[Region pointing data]
****************

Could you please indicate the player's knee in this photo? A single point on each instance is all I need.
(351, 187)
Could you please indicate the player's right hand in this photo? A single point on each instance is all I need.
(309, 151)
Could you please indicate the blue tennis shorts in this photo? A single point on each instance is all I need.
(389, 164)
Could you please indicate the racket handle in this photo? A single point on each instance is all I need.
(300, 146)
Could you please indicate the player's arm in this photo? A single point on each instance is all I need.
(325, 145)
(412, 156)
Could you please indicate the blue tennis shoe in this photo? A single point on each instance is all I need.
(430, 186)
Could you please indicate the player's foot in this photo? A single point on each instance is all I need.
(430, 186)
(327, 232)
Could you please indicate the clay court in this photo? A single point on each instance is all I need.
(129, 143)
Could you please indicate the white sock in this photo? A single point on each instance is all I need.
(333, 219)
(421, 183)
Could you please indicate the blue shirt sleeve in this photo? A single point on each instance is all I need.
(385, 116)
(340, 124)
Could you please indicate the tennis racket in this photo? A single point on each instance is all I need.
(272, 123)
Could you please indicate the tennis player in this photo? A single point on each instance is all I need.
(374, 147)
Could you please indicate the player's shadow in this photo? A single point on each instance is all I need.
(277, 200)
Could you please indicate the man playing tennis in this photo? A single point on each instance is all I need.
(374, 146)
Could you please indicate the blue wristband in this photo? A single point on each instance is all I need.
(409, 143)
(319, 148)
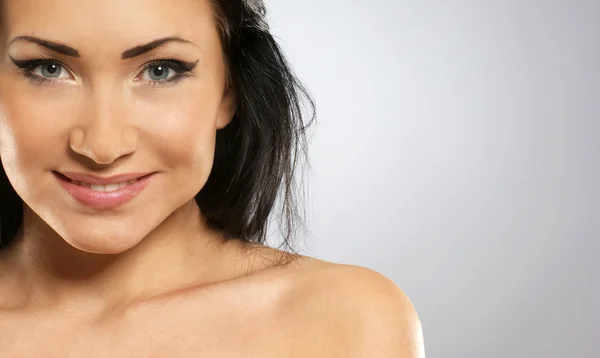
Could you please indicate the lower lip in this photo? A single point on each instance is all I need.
(104, 200)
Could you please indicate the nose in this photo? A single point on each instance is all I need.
(104, 133)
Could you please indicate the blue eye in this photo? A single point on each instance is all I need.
(51, 70)
(162, 72)
(159, 72)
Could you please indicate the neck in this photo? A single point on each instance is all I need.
(182, 252)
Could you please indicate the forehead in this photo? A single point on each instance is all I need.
(92, 24)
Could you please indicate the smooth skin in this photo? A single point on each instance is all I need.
(150, 279)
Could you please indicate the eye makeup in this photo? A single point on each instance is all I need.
(182, 69)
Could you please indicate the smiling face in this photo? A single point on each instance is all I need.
(80, 93)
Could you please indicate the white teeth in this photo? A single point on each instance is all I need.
(104, 188)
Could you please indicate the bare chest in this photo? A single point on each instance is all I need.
(155, 332)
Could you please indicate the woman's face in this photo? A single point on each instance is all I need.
(98, 105)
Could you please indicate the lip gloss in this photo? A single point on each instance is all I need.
(106, 199)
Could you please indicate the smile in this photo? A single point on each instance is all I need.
(103, 193)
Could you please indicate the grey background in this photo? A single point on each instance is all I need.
(456, 153)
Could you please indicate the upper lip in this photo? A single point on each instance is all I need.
(93, 179)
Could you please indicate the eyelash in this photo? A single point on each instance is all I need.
(182, 70)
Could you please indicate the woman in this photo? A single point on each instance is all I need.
(143, 145)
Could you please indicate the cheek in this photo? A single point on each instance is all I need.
(185, 138)
(28, 129)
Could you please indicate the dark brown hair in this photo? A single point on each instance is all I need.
(259, 155)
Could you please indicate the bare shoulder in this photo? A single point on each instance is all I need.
(353, 311)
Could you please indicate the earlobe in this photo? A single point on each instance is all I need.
(227, 109)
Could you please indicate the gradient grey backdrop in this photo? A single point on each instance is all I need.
(457, 153)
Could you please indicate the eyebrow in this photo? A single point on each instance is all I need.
(69, 51)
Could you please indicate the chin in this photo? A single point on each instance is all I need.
(104, 243)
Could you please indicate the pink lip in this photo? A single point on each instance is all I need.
(92, 179)
(104, 200)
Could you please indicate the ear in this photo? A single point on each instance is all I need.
(227, 108)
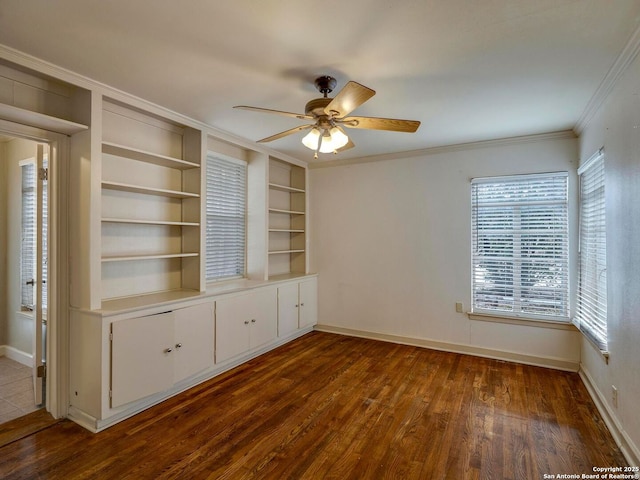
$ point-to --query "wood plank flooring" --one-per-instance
(335, 407)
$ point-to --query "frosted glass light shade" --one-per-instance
(310, 140)
(332, 140)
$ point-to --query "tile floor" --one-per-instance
(16, 390)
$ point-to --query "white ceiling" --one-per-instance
(469, 70)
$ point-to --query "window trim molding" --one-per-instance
(584, 167)
(525, 321)
(550, 321)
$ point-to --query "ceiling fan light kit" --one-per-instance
(330, 114)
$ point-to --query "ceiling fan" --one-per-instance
(329, 115)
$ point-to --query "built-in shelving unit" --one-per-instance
(150, 226)
(287, 219)
(40, 120)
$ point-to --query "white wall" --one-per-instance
(391, 242)
(18, 327)
(3, 242)
(616, 126)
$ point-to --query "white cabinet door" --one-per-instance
(287, 309)
(193, 340)
(141, 357)
(264, 319)
(245, 322)
(233, 317)
(308, 296)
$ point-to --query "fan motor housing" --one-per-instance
(316, 106)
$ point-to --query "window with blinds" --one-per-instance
(28, 238)
(520, 243)
(591, 313)
(226, 217)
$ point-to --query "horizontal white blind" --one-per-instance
(226, 217)
(591, 314)
(28, 240)
(521, 245)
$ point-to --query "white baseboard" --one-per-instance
(16, 355)
(627, 447)
(538, 361)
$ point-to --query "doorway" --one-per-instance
(24, 279)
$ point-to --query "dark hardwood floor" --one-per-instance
(335, 407)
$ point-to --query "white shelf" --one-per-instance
(285, 188)
(46, 122)
(288, 212)
(149, 222)
(149, 157)
(129, 258)
(125, 187)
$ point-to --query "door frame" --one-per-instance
(57, 344)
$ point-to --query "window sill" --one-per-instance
(531, 322)
(603, 353)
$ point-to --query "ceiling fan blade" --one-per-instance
(285, 133)
(299, 116)
(390, 124)
(348, 99)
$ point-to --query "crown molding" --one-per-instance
(62, 74)
(618, 68)
(460, 147)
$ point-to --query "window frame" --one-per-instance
(515, 311)
(592, 320)
(213, 156)
(31, 219)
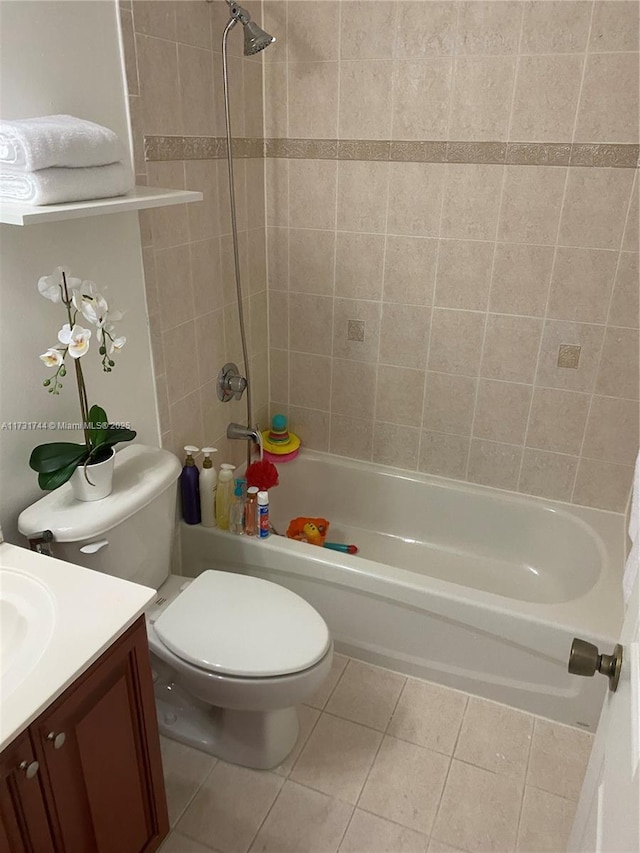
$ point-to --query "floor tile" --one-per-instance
(368, 833)
(479, 810)
(321, 696)
(185, 769)
(428, 715)
(545, 822)
(230, 807)
(559, 756)
(337, 757)
(366, 694)
(303, 820)
(495, 737)
(307, 717)
(405, 784)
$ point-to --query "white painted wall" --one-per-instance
(64, 57)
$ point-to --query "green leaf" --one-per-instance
(49, 458)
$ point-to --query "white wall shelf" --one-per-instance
(140, 198)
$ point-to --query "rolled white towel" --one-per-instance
(31, 144)
(56, 186)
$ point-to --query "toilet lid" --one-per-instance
(241, 625)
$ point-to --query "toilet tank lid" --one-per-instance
(141, 474)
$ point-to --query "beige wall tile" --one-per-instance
(310, 323)
(421, 98)
(399, 395)
(415, 198)
(502, 410)
(456, 341)
(612, 431)
(395, 445)
(481, 97)
(555, 26)
(449, 403)
(365, 100)
(581, 285)
(546, 97)
(464, 274)
(548, 475)
(444, 455)
(557, 420)
(520, 281)
(624, 308)
(511, 348)
(609, 102)
(531, 203)
(425, 30)
(595, 207)
(472, 201)
(369, 314)
(362, 196)
(404, 335)
(587, 337)
(409, 270)
(311, 260)
(359, 265)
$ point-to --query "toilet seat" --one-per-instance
(239, 625)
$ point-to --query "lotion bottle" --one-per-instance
(208, 486)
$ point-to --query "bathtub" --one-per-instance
(471, 587)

****************

* What to produce
Return all the lines above exactly; none of the pictures should appear.

* Output of the task
Could you please indicate the player's knee in this photo? A single point on each instance is all I need.
(351, 187)
Could you please indicate the player's right hand in this photo? A single point on each instance is all I need.
(309, 151)
Could you please indicate the blue tennis shorts in this photo? A single point on each instance is all I need.
(389, 164)
Could you please indicate the racket handle in this photo? A single point on each instance is all I need.
(300, 146)
Could you please indicate the player's arm in this photo? A single point on each instance is all I need.
(325, 145)
(412, 156)
Could you please indicate the blue tennis shoe in this photo? A single point on each instance is all I need.
(430, 186)
Could you please indicate the player's foot in this photo? A single point on each instance is all I need.
(430, 186)
(327, 232)
Could you please indicate the clay court in this photo? A single point on each instance is all I need.
(129, 143)
Could you please indicate the white sock in this photo? A single point on each instance is all I need.
(333, 219)
(421, 183)
Could you please indicate the blue shirt sleeve in this photo? A single point on each instance is all I need.
(385, 116)
(340, 124)
Could you please indicate the tennis racket in this photo? A single point on each instance is all I need.
(272, 123)
Could you please indicate the tennis player in this photo? A single point on each instance is all I need.
(374, 147)
Could you please indicate the player's shadow in this photo? A single point on each instance is all I need.
(277, 200)
Could you please indicate the man playing tennis in this photo? A single point on each instance is all I need.
(374, 146)
Could you please indicate the blue wristband in this photo? A single point on each instance is all I need.
(409, 143)
(319, 148)
Could you please indicate the lower lip in this photo? A single point on each instance is all I need.
(104, 200)
Could you please indicate the nose in this photo? A single point on each instance is all I need.
(104, 133)
Could you please indicate the blue eye in this photo? A single point on each instance is all I need.
(51, 70)
(162, 72)
(159, 72)
Could you please indicate the neck in this photo? A single point on each instance is all I need.
(182, 252)
Could you please indicate the forehead in this photo? A single point on each instance is all I need.
(92, 24)
Could you please indicate the smooth skin in this photo? A single point on each instance is all I need.
(150, 279)
Could you please indicate the eye makeup in this photo? A single point on each instance is all I need.
(182, 69)
Could you please indicate the smiling face in this photo? A single point on each instance is all I need.
(80, 93)
Could you please indicate the white teeth in this photo? A single point on each instance is all I need.
(104, 188)
Could you please indicate the bare chest in this photo? A single point on each instance is all I need.
(155, 332)
Could you please indicate the woman's face in this photo? A single point on each instance is all I need.
(98, 105)
Could you please indicate the lip gloss in this photo? A single point on each instance is all I need.
(106, 199)
Could you please indicate the smile in this photo? A single point on each instance is all I need.
(103, 193)
Could you please indicate the grey background in this photo? A single point on each instance is all I need.
(456, 153)
Could you please indicate the upper lip in this photo? A single point on each instance is all I need.
(93, 179)
Could you please indicate the eyelash in this photo? A single point on each instance is all I need.
(182, 70)
Could you please indicate the woman in this photo? A single point on each instance is all I need.
(143, 145)
Could you please indicate the cheek in this photo? A single point on each instance is all I need.
(185, 138)
(28, 129)
Could you please indicate the dark brown hair in this photo? A single point on each instance is all I need.
(259, 155)
Could you please indicate the bare shoulder in this photo? A single point on each instance is all I need.
(353, 311)
Could you please indicate the earlobe in this photo? A single point on each instance is all I need.
(227, 109)
Could you please indicate the gradient grey backdrop in this photo? A single point on each instance is all I need.
(457, 153)
Could you please indicate the eyebrow in this photo? A single point on each instance is all I need.
(69, 51)
Could you please indicate the chin in this photo? A single point on each instance is all I need.
(104, 243)
Could you please indicate the pink lip in this photo? A single point on each instance is all I need.
(92, 179)
(104, 200)
Could you please indicate the ear in this photo? A single point on each instance is all I need.
(227, 108)
$ point-to --query "wood plank flooring" --one-per-instance
(335, 407)
$ point-to --query "frosted glass light shade" --one-per-instance
(310, 140)
(332, 140)
$ point-to --query "tile floor" --one-per-instance
(16, 390)
$ point-to --query "white ceiling" --one-per-instance
(469, 70)
$ point-to --query "window trim molding" --one-per-instance
(584, 167)
(525, 321)
(550, 321)
$ point-to --query "ceiling fan light kit" --one-per-instance
(330, 114)
$ point-to --query "ceiling fan" --one-per-instance
(329, 115)
$ point-to --query "built-in shelving unit" --one-per-instance
(150, 226)
(287, 219)
(40, 120)
$ point-to --query "white wall" --one-per-instance
(391, 242)
(18, 327)
(3, 242)
(616, 126)
$ point-to --query "white cabinet door" --one-per-instance
(287, 309)
(193, 340)
(141, 357)
(264, 319)
(245, 322)
(233, 317)
(308, 296)
$ point-to --query "fan motor housing" --one-per-instance
(316, 106)
$ point-to --query "window with blinds" --one-per-instance
(28, 238)
(520, 243)
(591, 313)
(226, 217)
$ point-to --query "horizontal white blind" --one-per-instance
(226, 217)
(591, 314)
(28, 240)
(521, 245)
$ point-to --query "white baseboard" --one-per-instance
(16, 355)
(627, 447)
(538, 361)
$ point-to --query "doorway" --one-per-instance
(24, 279)
$ point-to --query "dark hardwood floor" --one-per-instance
(335, 407)
$ point-to --query "white shelf" --one-per-instance
(285, 188)
(46, 122)
(288, 212)
(149, 222)
(149, 157)
(129, 258)
(125, 187)
$ point-to --query "door frame" --one-per-instance
(57, 344)
$ point-to --query "window sill" --one-per-instance
(531, 322)
(603, 353)
$ point-to --query "ceiling fan blade" --one-per-instance
(285, 133)
(299, 116)
(390, 124)
(348, 99)
$ point-to --query "crown molding" --one-per-instance
(62, 74)
(618, 68)
(460, 147)
$ point-to --query "window frame" --one-per-instance
(515, 311)
(592, 320)
(213, 156)
(31, 219)
$ point-to --query "floor tile" --one-per-instance
(368, 833)
(479, 810)
(321, 696)
(185, 769)
(428, 715)
(545, 822)
(230, 807)
(559, 756)
(337, 757)
(366, 694)
(303, 820)
(495, 737)
(307, 717)
(405, 784)
$ point-to --query "white painted wall" --one-per-instance
(64, 57)
$ point-to --query "green leaf" --one-per-instance
(49, 458)
$ point-to --query "white wall shelf" --one-per-instance
(140, 198)
$ point-to --query "rolled white towel" --one-per-instance
(31, 144)
(56, 186)
$ point-to --query "toilet lid" --one-per-instance
(241, 625)
$ point-to --query "toilet tank lid" --one-per-instance
(141, 474)
$ point-to --query "beige wall tile" --one-per-instance
(310, 323)
(421, 98)
(399, 395)
(415, 198)
(502, 410)
(456, 341)
(612, 431)
(395, 445)
(481, 97)
(555, 26)
(449, 403)
(365, 100)
(581, 285)
(546, 97)
(464, 274)
(548, 475)
(444, 455)
(557, 420)
(520, 281)
(624, 308)
(511, 348)
(609, 102)
(531, 203)
(425, 30)
(595, 207)
(472, 201)
(369, 314)
(362, 196)
(404, 335)
(587, 337)
(409, 270)
(311, 260)
(359, 265)
$ point-to --query "toilet seat" --one-per-instance
(239, 625)
$ point-to --query "lotion bottle" --one-per-instance
(208, 486)
$ point-to --query "bathtub" --one-per-instance
(471, 587)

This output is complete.